AAR 2019 TWW Meeting Notes

Here are minutes from the planning session at the November 2019 AAR meeting.  We have been in touch with Pim Valkenberg and Bede Bidlack about a panel with scholars from the larger comparative and interreligious theology community commenting on Theology Without Walls: The Transreligious Imperative (Routledge 2019), with responses from some of the contributors.  Since we always have two sessions, I will be circulating ideas about the topic for the other session soon.  The minutes reflect opening discussions on that matter as well.  

Theology without Walls Planning Meeting

Marriott Marquis Hotel – Catalina Conference Room– San Diego, CA

November 23, 2019 – 5:00 pm

Presiding: Jerry L. Martin, University of Colorado

Present: Christopher Denny, St. John’s University (rapporteur); John Thatamanil, Union Theological Seminary; Jeanine Diller, University of Toledo; Kurt Anders Richardson, University of Toronto; Perry Schmidt-Leukel; University of Muenster; Rory McEntee,  Drew University; Katarzyna Tempczyk, De Gruyter Open; Abdulla Galadari, Jim Sharp, Royce Anderson, Andrew Schwartz, Center For Process Studies; Mark Banas, Marc Pugliese, St. Leo University: John Becker, Center for Process Studies; Myriam Renaud

1. The meeting began at 5:00 pm.

2. Report

Jerry Martin reminded those in attendance of the book reception the following evening (Nov. 24, 2019) from 6:00 to 8:00 pm in room Pacific 14 of the Marriott Marquis to celebrate the release of the new book Theology Without Walls: The Transreligious Imperative, edited by Jerry Martin and published by Routledge in their New Critical Thinking in Religion, Theology, and Biblical Studies series.

Discussion ensued regarding ways to publicize the book.  Attendees were urged to have libraries order the book.  Particular emphasis was given to the contributions of Wesley Wildman and Robert Neville, insofar as they illustrated that the new book is not just about religious diversity, a topic that can become very abstract without further qualifications.

3. New Business

a. Ideas were solicited for a new TWW issue in the journal Open Theology.

b. Jeanine Diller informed attendees that there is no planned follow-up volume to the book Models of God and Alternative Ultimate Realities.

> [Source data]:
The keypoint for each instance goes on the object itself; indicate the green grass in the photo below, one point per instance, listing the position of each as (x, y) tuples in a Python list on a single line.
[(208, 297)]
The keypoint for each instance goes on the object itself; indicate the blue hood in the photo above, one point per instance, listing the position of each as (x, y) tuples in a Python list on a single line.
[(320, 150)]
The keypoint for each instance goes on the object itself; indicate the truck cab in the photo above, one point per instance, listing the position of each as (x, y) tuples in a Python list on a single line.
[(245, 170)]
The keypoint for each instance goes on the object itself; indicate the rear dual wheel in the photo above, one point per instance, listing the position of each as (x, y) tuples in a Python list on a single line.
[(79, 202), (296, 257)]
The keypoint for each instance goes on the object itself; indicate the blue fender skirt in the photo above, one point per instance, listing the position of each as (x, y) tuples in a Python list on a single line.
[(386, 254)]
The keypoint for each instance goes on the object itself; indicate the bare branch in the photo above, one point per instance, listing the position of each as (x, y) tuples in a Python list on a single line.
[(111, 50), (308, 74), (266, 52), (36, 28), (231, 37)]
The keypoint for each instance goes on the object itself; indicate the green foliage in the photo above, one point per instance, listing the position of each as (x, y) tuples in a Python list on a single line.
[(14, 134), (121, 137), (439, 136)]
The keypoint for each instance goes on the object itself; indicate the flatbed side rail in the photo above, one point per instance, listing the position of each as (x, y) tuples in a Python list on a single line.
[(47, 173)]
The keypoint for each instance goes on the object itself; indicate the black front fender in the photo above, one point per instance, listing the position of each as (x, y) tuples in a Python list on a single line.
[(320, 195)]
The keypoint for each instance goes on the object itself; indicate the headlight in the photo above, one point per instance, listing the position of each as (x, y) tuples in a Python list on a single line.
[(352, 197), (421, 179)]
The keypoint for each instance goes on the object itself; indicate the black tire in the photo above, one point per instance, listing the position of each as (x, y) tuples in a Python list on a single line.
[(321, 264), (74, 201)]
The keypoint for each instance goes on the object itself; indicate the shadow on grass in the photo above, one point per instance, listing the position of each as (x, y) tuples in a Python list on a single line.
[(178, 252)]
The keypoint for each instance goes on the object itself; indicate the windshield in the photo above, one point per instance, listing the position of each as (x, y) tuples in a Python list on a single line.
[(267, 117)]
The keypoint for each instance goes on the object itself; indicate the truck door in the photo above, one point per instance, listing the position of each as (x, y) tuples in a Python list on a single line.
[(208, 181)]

> [Goal of the exercise]: Continue the Theology Without Walls meeting notes with the next part, starting after the item about the Models of God volume.

> [Task answer]:
c. Jeanine Diller was asked by the Stanford Encyclopedia of Philosophy to write an article on concepts of God.  She declined at the current time, and explained that she would need five additional co-authors.  The article would be 10,000 words, and she solicited co-contributors.  Diller asked how the article should be framed.  “Religious Ultimacy” was suggested as a title, although a comment about bosons was used to illustrate that naturalist approaches might not be included within such an approach.

d. Discussion ensued about how to embed TWW panels and papers in other groups at the national AAR meeting.  The Interreligious and Interfaith Studies Unit was proposed as one possible venue for TWW papers.  Rory McEntee suggested that new scholars from outside the circle of active TWW participants be invited to present at TWW sessions, in the hope that TWW’s profile could be raised through these contacts.  Further discussion prompted suggestions that TWW members attend the business meetings of various AAR sections and suggest future calls-for-papers based upon themes that overlap with Theology Without Walls. 

e. The meeting moved to a discussion of what topics should be addressed at future TWW sessions.  Soteriology, or alternatively, “human wholeness” was nominated.  Another proposal was made to engage the Global Spirituality Index.  Other proposals included

  • artificial intelligence
  • animism
  • Theology Without Walls from an anthropological perspective
  • public theology in India
  • “religious liberty” vs. the rights of a religion
  • Prohibitions against blasphemy.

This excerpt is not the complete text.